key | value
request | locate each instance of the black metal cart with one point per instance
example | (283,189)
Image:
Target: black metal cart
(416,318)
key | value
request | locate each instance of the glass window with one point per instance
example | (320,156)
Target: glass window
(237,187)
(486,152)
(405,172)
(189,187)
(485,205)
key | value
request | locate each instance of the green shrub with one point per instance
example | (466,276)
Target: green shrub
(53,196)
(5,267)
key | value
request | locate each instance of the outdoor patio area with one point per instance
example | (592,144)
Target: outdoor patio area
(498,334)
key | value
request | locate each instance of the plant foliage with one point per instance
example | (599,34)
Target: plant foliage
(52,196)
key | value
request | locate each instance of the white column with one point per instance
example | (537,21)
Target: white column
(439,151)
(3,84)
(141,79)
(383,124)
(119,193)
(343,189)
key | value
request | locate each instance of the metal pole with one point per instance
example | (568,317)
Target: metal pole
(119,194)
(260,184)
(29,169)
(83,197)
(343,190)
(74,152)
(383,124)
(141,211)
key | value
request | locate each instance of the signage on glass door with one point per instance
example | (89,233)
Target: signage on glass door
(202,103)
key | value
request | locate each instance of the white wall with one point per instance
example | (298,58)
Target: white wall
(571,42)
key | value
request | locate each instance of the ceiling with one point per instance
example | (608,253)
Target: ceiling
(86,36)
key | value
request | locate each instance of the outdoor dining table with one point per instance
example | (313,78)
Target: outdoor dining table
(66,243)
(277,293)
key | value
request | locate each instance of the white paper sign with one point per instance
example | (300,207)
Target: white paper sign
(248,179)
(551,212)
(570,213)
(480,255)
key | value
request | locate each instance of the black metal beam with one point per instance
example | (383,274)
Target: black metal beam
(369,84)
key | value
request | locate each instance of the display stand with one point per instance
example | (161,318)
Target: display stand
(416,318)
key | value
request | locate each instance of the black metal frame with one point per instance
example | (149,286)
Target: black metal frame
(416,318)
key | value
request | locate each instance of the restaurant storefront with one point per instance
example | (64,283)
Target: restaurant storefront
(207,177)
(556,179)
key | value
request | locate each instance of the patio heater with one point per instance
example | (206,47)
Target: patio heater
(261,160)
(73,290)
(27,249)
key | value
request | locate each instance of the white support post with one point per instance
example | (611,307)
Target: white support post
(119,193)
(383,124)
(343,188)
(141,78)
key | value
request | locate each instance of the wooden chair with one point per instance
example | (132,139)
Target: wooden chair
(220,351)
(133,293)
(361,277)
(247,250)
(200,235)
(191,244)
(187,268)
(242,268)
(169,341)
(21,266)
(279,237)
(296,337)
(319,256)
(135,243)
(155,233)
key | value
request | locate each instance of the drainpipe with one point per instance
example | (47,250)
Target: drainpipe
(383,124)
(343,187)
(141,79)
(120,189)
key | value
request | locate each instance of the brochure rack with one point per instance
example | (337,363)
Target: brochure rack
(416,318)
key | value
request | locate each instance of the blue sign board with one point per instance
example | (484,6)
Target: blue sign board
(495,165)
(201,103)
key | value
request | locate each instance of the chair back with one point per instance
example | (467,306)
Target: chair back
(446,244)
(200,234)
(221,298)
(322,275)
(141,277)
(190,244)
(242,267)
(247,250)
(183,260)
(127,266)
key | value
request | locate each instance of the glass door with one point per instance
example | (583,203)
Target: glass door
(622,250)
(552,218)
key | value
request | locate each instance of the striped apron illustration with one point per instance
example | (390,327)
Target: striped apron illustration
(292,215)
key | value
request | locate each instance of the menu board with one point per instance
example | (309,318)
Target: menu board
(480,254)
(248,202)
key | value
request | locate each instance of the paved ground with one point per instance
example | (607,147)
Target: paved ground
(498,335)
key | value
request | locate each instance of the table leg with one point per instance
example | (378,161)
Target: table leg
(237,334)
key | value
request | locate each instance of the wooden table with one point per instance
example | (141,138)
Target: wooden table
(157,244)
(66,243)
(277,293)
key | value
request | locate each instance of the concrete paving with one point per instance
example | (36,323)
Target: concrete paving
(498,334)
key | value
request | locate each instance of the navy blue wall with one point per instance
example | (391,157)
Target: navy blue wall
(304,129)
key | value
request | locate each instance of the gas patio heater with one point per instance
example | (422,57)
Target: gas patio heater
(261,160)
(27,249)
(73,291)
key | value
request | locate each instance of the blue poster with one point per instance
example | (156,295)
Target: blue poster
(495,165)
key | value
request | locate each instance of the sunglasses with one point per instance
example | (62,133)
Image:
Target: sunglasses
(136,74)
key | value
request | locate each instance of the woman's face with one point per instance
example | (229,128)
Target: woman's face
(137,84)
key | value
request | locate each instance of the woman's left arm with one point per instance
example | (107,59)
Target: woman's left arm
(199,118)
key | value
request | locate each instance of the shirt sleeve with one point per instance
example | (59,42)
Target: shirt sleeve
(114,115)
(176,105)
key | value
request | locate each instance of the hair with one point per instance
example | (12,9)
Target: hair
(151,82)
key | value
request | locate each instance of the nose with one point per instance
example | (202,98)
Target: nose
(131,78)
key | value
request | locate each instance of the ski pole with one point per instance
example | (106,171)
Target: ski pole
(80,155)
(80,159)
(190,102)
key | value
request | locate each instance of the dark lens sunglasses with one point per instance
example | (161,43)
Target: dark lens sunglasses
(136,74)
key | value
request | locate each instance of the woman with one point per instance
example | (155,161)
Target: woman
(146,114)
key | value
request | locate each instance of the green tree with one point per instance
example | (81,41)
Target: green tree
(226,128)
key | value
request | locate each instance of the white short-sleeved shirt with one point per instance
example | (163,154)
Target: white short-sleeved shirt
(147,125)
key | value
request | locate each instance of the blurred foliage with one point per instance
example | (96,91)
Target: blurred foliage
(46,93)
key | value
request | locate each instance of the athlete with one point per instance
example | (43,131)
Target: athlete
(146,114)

○ ○ ○

WHAT THE TASK ASKS:
Reproduce the records in full, exactly as written.

RESPONSE FOR THIS EXERCISE:
key | value
request | locate each instance of the black metal cart with one point per instance
example | (283,189)
Image:
Target: black metal cart
(416,318)
key | value
request | locate each instance of the glass window with one point per instance
example | (320,156)
Target: glass window
(237,187)
(486,152)
(405,172)
(189,187)
(485,205)
key | value
request | locate each instance of the green shrub with one point per instance
example | (466,276)
Target: green shrub
(53,196)
(5,267)
key | value
request | locate each instance of the outdoor patio area with one point per instance
example | (592,144)
Target: outdoor patio area
(498,334)
key | value
request | locate each instance of the plant foliage with one point per instance
example | (599,34)
Target: plant foliage
(52,196)
key | value
request | locate each instance of the white column with one point per instance
example | (537,21)
Target: white column
(439,151)
(3,84)
(141,79)
(383,124)
(119,193)
(343,189)
key | value
request | locate each instance of the metal pole with one point per instance
example | (568,317)
Target: metal pole
(119,194)
(260,184)
(29,169)
(83,197)
(343,190)
(74,152)
(383,124)
(141,211)
key | value
request | locate each instance of the signage on glass door with one point per instance
example | (89,233)
Target: signage on glass door
(202,103)
key | value
request | locate each instance of the white wall with one point per instance
example | (298,58)
Target: white wall
(571,42)
key | value
request | locate each instance of the ceiling with one point per instance
example | (608,253)
Target: ceiling
(86,36)
key | value
request | locate each instance of the outdoor dining table with one point per instance
example | (313,78)
Target: outdoor dining table
(66,243)
(277,293)
key | value
request | locate each instance of the white paper sign with one point per instance
example | (300,207)
Target: white paper sign
(248,179)
(551,212)
(570,213)
(480,255)
key | value
request | locate each instance of the black metal beam with one point per instance
example | (383,274)
Target: black metal beam
(369,84)
key | value
request | locate each instance of the display stand with one point per instance
example | (161,318)
Target: display stand
(416,318)
key | value
request | locate each instance of the black metal frame with one point per instance
example | (149,286)
Target: black metal frame
(416,318)
key | value
request | locate each instance of the restaurant storefront with one point per instance
example | (64,283)
Target: restaurant storefront
(207,177)
(556,179)
key | value
request | locate each instance of the patio heater with one point per instance
example | (206,47)
Target: patio heater
(261,160)
(73,290)
(27,249)
key | value
request | locate each instance of the white support post with one point per instance
example | (611,307)
Target: white support post
(119,193)
(383,124)
(343,188)
(141,78)
key | value
request | locate each instance of the wooden chair with one point per instance
example | (132,139)
Target: wooden chair
(220,351)
(133,293)
(361,277)
(247,250)
(200,235)
(191,244)
(187,268)
(242,268)
(169,341)
(21,266)
(279,237)
(296,337)
(319,256)
(135,243)
(155,233)
key | value
request | locate each instance of the drainpipe with one point per instance
example | (47,250)
Target: drainpipe
(383,124)
(343,187)
(141,79)
(120,189)
key | value
request | locate each instance of the brochure rack with one point per instance
example | (337,363)
Target: brochure rack
(416,318)
key | value
request | locate each instance of the blue sign board with one point per instance
example | (484,6)
Target: blue sign board
(495,165)
(201,103)
key | value
request | locate each instance of the chair back with one point per instance
example | (467,306)
Target: chair back
(446,244)
(200,234)
(221,298)
(322,275)
(141,277)
(190,244)
(242,267)
(247,250)
(183,260)
(127,266)
key | value
request | locate each instance of the glass door with one point per instance
example | (583,203)
Target: glass door
(622,250)
(552,218)
key | value
request | locate each instance of the striped apron illustration with one point per instance
example | (390,327)
Target: striped apron illustration
(292,215)
key | value
request | locate each instance of the menu board with one point per instance
example | (309,318)
Target: menu board
(480,254)
(248,202)
key | value
request | locate each instance of the paved ground with one point per instance
example | (607,147)
Target: paved ground
(498,335)
key | value
request | locate each instance of the table leg with one point per instance
example | (378,161)
Target: table leg
(237,334)
key | value
request | locate each instance of the wooden table with one point per instance
example | (141,138)
Target: wooden table
(157,244)
(66,243)
(277,293)
key | value
request | locate each instance of the concrete paving with one point per instance
example | (36,323)
Target: concrete paving
(498,334)
key | value
request | locate each instance of the navy blue wall with one point per instance
example | (391,157)
Target: navy blue wall
(304,129)
key | value
request | locate each instance of the gas patio heater with one point per instance
example | (422,57)
Target: gas patio heater
(261,160)
(27,249)
(73,291)
key | value
request | locate each instance of the blue poster with one point per instance
example | (156,295)
Target: blue poster
(495,165)
key | value
request | locate each instance of the sunglasses with one point per instance
example | (62,133)
Image:
Target: sunglasses
(136,74)
key | value
request | locate each instance of the woman's face with one point per instance
example | (229,128)
Target: woman's face
(137,84)
key | value
request | locate each instance of the woman's left arm with one point per instance
example | (107,59)
Target: woman's left arm
(199,118)
key | value
request | locate each instance of the shirt sleeve with one point per instance
example | (59,42)
Target: shirt sleeve
(114,115)
(176,105)
key | value
request | locate each instance of the hair with one point per instance
example | (12,9)
Target: hair
(151,82)
key | value
request | locate each instance of the nose with one point per instance
example | (202,98)
Target: nose
(131,78)
key | value
request | locate each instance of the ski pole with one point per instance
example | (106,171)
Target: ski pole
(80,155)
(80,159)
(190,102)
key | value
request | locate each instance of the dark lens sunglasses with one point per instance
example | (161,43)
Target: dark lens sunglasses
(136,74)
key | value
request | locate each instance of the woman with one point per instance
example | (155,161)
Target: woman
(146,114)
key | value
request | locate each instance of the green tree with one point per instance
example | (81,41)
Target: green tree
(226,128)
key | value
request | locate each instance of the white short-sleeved shirt with one point per instance
example | (163,154)
Target: white short-sleeved shirt
(147,125)
key | value
request | locate each instance of the blurred foliage with one point per instance
example | (96,91)
Target: blurred foliage
(46,93)
key | value
request | locate each instance of the athlete with one point per instance
example | (43,131)
Target: athlete
(146,114)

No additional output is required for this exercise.